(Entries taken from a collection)
○ ○ ○ ○ ○

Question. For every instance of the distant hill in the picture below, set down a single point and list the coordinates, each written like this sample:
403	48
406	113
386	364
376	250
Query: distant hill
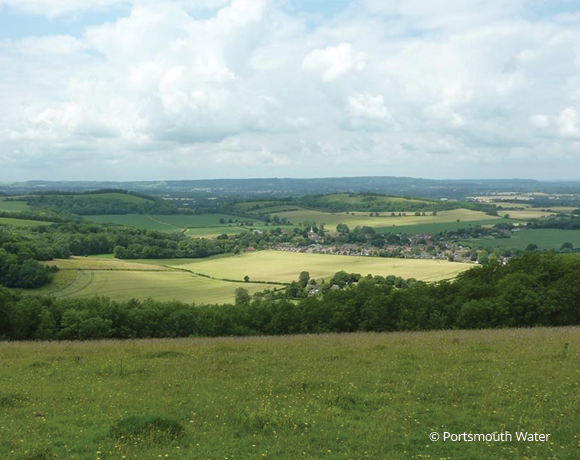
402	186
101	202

○ ○ ○ ○ ○

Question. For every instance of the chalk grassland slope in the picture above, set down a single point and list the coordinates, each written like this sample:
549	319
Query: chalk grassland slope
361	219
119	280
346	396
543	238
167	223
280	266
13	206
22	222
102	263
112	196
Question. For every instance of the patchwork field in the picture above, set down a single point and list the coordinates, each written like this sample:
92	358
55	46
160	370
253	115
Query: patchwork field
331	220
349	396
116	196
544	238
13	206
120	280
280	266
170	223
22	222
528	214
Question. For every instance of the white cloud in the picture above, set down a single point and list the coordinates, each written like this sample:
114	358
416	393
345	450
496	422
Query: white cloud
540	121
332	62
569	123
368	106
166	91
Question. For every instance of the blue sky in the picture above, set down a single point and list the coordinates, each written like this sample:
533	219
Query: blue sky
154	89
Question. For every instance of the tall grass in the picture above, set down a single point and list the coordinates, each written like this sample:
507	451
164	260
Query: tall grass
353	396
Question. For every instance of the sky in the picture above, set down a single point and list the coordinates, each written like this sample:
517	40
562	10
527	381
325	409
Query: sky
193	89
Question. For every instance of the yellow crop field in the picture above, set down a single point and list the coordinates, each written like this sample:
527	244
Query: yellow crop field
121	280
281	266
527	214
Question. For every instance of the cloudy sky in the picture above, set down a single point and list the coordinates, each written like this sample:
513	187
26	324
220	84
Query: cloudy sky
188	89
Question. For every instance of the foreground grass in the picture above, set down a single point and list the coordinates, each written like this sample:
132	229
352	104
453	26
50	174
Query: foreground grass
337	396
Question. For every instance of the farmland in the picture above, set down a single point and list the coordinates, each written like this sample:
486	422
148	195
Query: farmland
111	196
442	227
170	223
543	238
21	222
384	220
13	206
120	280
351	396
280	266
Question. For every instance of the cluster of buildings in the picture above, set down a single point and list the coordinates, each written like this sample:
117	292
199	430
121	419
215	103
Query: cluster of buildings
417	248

○ ○ ○ ○ ○

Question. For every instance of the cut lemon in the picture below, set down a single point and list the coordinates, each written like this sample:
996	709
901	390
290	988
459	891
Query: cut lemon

○ ○ ○ ○ ○

Extract every line above that contains the word "below".

Question. For every instance of the distant hill in the picture below, set down a single point and list the coordinates, each written like this sample:
Question. For every instance of the cut lemon in the picture below, set down a single point and list the coordinates, each written like this sample:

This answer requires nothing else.